◆ Task material:

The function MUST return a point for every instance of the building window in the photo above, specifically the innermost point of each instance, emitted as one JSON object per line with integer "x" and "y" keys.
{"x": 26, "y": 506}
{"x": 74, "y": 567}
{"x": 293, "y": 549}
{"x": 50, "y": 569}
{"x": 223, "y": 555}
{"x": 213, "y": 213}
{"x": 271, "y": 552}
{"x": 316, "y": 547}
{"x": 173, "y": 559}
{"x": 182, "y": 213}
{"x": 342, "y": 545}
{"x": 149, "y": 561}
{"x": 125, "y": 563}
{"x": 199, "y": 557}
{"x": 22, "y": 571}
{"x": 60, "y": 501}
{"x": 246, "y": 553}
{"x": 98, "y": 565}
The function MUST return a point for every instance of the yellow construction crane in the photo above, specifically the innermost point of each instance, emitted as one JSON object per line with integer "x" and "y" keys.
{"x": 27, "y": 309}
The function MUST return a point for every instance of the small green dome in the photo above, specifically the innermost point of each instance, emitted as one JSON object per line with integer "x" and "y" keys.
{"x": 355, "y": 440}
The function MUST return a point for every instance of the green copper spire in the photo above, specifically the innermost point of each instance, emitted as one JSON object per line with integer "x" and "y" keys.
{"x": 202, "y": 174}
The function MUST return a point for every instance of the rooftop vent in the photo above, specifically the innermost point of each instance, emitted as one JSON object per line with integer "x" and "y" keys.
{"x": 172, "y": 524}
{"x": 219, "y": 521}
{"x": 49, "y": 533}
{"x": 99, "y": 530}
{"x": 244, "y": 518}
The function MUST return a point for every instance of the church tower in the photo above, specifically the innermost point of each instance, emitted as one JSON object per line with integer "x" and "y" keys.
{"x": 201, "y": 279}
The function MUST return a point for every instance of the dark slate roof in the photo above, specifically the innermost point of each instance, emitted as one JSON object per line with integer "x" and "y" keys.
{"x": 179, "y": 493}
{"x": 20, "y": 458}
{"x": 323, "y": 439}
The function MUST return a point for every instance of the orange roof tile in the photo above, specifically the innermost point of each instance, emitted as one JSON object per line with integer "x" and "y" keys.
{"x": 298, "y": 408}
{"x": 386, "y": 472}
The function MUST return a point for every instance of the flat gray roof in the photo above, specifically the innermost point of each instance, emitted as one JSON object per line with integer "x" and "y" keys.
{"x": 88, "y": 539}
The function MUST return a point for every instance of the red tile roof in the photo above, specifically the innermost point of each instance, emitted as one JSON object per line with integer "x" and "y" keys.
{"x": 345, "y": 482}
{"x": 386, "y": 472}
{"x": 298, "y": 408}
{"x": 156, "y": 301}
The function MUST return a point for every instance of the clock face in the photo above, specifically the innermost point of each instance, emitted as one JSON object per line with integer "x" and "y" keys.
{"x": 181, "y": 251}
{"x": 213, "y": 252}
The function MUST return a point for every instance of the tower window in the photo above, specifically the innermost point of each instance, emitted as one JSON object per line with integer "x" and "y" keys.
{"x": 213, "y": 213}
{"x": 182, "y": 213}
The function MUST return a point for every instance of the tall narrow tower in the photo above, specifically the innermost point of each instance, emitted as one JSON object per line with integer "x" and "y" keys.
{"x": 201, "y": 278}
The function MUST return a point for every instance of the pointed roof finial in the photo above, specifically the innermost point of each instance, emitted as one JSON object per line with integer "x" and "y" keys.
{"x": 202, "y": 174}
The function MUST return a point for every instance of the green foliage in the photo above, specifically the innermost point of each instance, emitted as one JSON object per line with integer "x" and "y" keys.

◆ What is being asked: Render every line of the records above as a numbered list, omitting any blank lines.

◆ Completed exercise:
1. The function MUST return a point for every instance of the building window in the photo above, specifically the innermost point of each instance, emitted as one JSON object per line with integer "x" and "y" keys.
2. {"x": 26, "y": 506}
3. {"x": 74, "y": 567}
4. {"x": 293, "y": 549}
5. {"x": 50, "y": 569}
6. {"x": 223, "y": 555}
7. {"x": 213, "y": 213}
8. {"x": 271, "y": 552}
9. {"x": 316, "y": 547}
10. {"x": 173, "y": 559}
11. {"x": 182, "y": 213}
12. {"x": 342, "y": 545}
13. {"x": 149, "y": 561}
14. {"x": 125, "y": 563}
15. {"x": 199, "y": 557}
16. {"x": 22, "y": 571}
17. {"x": 60, "y": 501}
18. {"x": 246, "y": 553}
19. {"x": 98, "y": 565}
20. The function MUST return a point for every instance of the yellow construction crane in the photo above, specifically the innermost point of each instance, emitted as one JSON object per line with integer "x" and "y" keys.
21. {"x": 27, "y": 309}
22. The function MUST return a point for every instance of the small green dome in the photo above, specifically the innermost point of each instance, emitted as one JSON object per line with integer "x" and "y" keys.
23. {"x": 355, "y": 440}
24. The function MUST return a point for every instance of the green copper spire in the photo above, specifically the innermost point of each instance, emitted as one JSON object per line with integer "x" and "y" keys.
25. {"x": 202, "y": 174}
26. The function MUST return a point for every instance of the rooftop vent in the photo above, specifically the innermost point of each instance, emitted as one JSON object per line with integer "x" and "y" keys.
27. {"x": 172, "y": 524}
28. {"x": 219, "y": 521}
29. {"x": 49, "y": 533}
30. {"x": 99, "y": 530}
31. {"x": 244, "y": 518}
32. The function MUST return a point for every instance of the church tower in the photo above, specifically the innermost point of each instance, emitted as one JSON object per line with integer "x" and "y" keys.
33. {"x": 201, "y": 279}
34. The function MUST return a point for every instance of the dark slate roof in the photo above, specifically the innermost point of each instance, emitted as one JSON object per line with integer "x" and "y" keys.
35. {"x": 179, "y": 493}
36. {"x": 20, "y": 458}
37. {"x": 323, "y": 439}
38. The function MUST return a point for every instance of the orange roof tile in the photo above, specifically the innermost point of each instance, emitted as one JSON object per line with integer "x" and "y" keys.
39. {"x": 298, "y": 408}
40. {"x": 386, "y": 472}
41. The function MUST return a point for every instance of the flat gray roof in the photo above, specifically the innermost point of each instance, emitted as one JSON object per line with integer "x" and "y" keys.
42. {"x": 88, "y": 539}
43. The function MUST return a point for every instance of the red tile roof in the photo above, specifically the innermost point of each instance, emitted as one JSON object per line with integer "x" and "y" keys.
44. {"x": 345, "y": 482}
45. {"x": 386, "y": 472}
46. {"x": 298, "y": 408}
47. {"x": 156, "y": 301}
48. The function MUST return a point for every instance of the clock face in the photo above, specifically the innermost point of each instance, emitted as one JSON object per line with integer "x" and "y" keys.
49. {"x": 181, "y": 251}
50. {"x": 213, "y": 252}
51. The function MUST return a point for every instance of the tower window in the photo above, specifically the innermost point of each instance, emitted as one JSON object per line with integer "x" and "y" keys.
52. {"x": 213, "y": 213}
53. {"x": 182, "y": 213}
54. The function MUST return a point for every instance of the tall narrow tower in the photo above, specifically the innermost point of each instance, emitted as one JSON object per line with integer "x" and "y" keys.
55. {"x": 201, "y": 278}
56. The function MUST return a point for every instance of the pointed roof finial in the photo above, specifically the innermost point of each instance, emitted as one JSON object per line with integer "x" and "y" keys.
57. {"x": 202, "y": 174}
58. The function MUST return a point for every instance of the green foliage in the photo above, specifically the innermost point of each instance, emitted as one JSON object per line with integer "x" and "y" keys.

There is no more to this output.